Print every one of the entries below verbatim, line for line.

● Source material
.....

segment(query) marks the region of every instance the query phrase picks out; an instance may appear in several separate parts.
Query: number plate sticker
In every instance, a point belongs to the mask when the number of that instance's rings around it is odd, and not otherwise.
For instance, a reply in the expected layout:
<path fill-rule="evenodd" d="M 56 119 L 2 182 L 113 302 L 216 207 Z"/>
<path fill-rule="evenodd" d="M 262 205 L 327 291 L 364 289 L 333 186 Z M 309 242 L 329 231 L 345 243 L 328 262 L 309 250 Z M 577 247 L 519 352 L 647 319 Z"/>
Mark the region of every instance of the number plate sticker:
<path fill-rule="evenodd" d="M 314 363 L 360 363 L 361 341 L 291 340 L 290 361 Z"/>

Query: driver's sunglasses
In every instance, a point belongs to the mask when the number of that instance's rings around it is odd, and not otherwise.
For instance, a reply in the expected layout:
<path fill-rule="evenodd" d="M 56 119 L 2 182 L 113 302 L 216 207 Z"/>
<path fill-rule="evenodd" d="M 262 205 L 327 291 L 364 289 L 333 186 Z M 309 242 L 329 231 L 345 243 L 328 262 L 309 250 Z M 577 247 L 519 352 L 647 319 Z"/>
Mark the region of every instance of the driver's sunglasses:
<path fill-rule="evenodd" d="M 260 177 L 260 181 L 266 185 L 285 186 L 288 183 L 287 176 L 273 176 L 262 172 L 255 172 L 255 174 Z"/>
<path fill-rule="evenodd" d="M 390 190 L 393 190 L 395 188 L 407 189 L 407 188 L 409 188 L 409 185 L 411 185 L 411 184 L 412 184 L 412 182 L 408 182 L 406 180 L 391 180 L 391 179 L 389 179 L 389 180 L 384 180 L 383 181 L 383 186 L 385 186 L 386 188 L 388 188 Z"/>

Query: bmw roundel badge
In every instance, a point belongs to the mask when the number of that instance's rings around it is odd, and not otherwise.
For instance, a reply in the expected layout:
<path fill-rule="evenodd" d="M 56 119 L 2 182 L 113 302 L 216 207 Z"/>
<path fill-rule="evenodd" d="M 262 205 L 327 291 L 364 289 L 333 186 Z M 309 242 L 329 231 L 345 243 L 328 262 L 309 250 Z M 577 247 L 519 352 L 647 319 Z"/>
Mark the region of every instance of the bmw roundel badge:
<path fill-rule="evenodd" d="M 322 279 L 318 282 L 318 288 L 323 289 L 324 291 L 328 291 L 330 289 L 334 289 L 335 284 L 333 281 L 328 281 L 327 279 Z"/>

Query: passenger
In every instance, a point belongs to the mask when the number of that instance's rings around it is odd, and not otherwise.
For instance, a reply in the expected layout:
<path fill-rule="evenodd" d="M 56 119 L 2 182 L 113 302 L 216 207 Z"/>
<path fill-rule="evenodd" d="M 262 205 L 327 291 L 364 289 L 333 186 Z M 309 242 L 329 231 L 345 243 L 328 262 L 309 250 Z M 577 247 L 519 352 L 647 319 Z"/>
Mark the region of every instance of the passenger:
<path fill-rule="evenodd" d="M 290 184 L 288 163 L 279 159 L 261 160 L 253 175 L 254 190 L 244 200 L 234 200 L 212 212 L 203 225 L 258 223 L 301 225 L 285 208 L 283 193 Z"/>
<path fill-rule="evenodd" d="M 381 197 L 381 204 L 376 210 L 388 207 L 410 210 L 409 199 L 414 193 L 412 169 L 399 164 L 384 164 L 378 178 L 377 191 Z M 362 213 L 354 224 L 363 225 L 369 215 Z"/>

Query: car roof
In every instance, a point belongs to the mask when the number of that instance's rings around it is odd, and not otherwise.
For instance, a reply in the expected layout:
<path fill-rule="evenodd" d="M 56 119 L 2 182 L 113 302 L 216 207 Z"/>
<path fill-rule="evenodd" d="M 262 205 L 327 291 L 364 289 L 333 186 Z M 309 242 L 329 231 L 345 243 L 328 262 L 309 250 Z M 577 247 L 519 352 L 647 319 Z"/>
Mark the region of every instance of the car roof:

.....

● Complete answer
segment(query) marks the region of every instance the query phrase picks out; an instance may appear in several separate parts.
Query: number plate sticker
In every instance, a point belongs to the mask when the number of that instance's rings around it is odd, and not otherwise.
For instance, a reply in the expected layout:
<path fill-rule="evenodd" d="M 56 119 L 2 182 L 113 302 L 216 207 Z"/>
<path fill-rule="evenodd" d="M 262 205 L 327 291 L 364 289 L 333 186 Z M 309 242 L 329 231 L 345 243 L 328 262 L 309 250 Z M 577 247 L 519 352 L 647 319 Z"/>
Mark the region of every instance of the number plate sticker:
<path fill-rule="evenodd" d="M 314 363 L 360 363 L 361 341 L 291 340 L 290 361 Z"/>

Query: driver's sunglasses
In every instance, a point belongs to the mask when the number of that instance's rings around it is odd, and not otherwise.
For instance, a reply in the expected layout:
<path fill-rule="evenodd" d="M 56 119 L 2 182 L 113 302 L 216 207 Z"/>
<path fill-rule="evenodd" d="M 262 205 L 327 291 L 364 289 L 333 186 Z M 309 242 L 329 231 L 345 243 L 328 262 L 309 250 Z M 577 247 L 519 352 L 647 319 Z"/>
Mark the region of every instance of the driver's sunglasses:
<path fill-rule="evenodd" d="M 260 177 L 260 181 L 266 185 L 285 186 L 288 183 L 287 176 L 273 176 L 262 172 L 255 172 L 255 174 Z"/>
<path fill-rule="evenodd" d="M 390 190 L 393 190 L 395 188 L 407 189 L 407 188 L 409 188 L 409 185 L 411 185 L 411 184 L 412 184 L 412 182 L 408 182 L 406 180 L 391 180 L 391 179 L 389 179 L 389 180 L 384 180 L 383 181 L 383 186 L 385 186 L 386 188 L 388 188 Z"/>

Query: bmw roundel badge
In every instance, a point belongs to the mask when the number of that instance's rings around it is odd, and not otherwise.
For instance, a reply in the expected layout:
<path fill-rule="evenodd" d="M 56 119 L 2 182 L 113 302 L 216 207 Z"/>
<path fill-rule="evenodd" d="M 262 205 L 327 291 L 364 289 L 333 186 Z M 309 242 L 329 231 L 345 243 L 328 262 L 309 250 Z M 577 247 L 519 352 L 647 319 Z"/>
Mark the region of every instance of the bmw roundel badge:
<path fill-rule="evenodd" d="M 322 279 L 318 282 L 318 288 L 323 289 L 324 291 L 328 291 L 330 289 L 334 289 L 335 284 L 333 281 L 328 281 L 327 279 Z"/>

Query: passenger
In every instance, a point belongs to the mask when the number of that instance's rings around it is odd, and not otherwise.
For instance, a reply in the expected layout:
<path fill-rule="evenodd" d="M 56 119 L 2 182 L 113 302 L 216 207 Z"/>
<path fill-rule="evenodd" d="M 262 205 L 327 291 L 364 289 L 333 186 Z M 309 242 L 329 231 L 345 243 L 328 262 L 309 250 Z M 577 247 L 519 352 L 647 319 Z"/>
Mark the region of every instance of the passenger:
<path fill-rule="evenodd" d="M 290 184 L 288 163 L 279 159 L 261 160 L 253 175 L 254 190 L 244 200 L 234 200 L 212 212 L 203 225 L 258 223 L 301 225 L 285 208 L 283 193 Z"/>
<path fill-rule="evenodd" d="M 381 197 L 381 204 L 376 210 L 388 207 L 410 210 L 409 199 L 414 193 L 412 169 L 399 164 L 384 164 L 378 178 L 377 191 Z M 362 213 L 354 224 L 363 225 L 369 215 Z"/>

Query: car roof
In every instance, a point belongs to the mask when the number of that instance's rings around it is odd, and not otherwise.
For instance, a reply in the expected layout:
<path fill-rule="evenodd" d="M 56 119 L 2 182 L 113 302 L 216 207 Z"/>
<path fill-rule="evenodd" d="M 262 205 L 327 291 L 364 289 L 333 186 Z M 309 242 L 329 231 L 345 243 L 328 262 L 309 250 Z M 577 247 L 519 352 L 647 319 Z"/>
Mark the region of every instance of the car roof:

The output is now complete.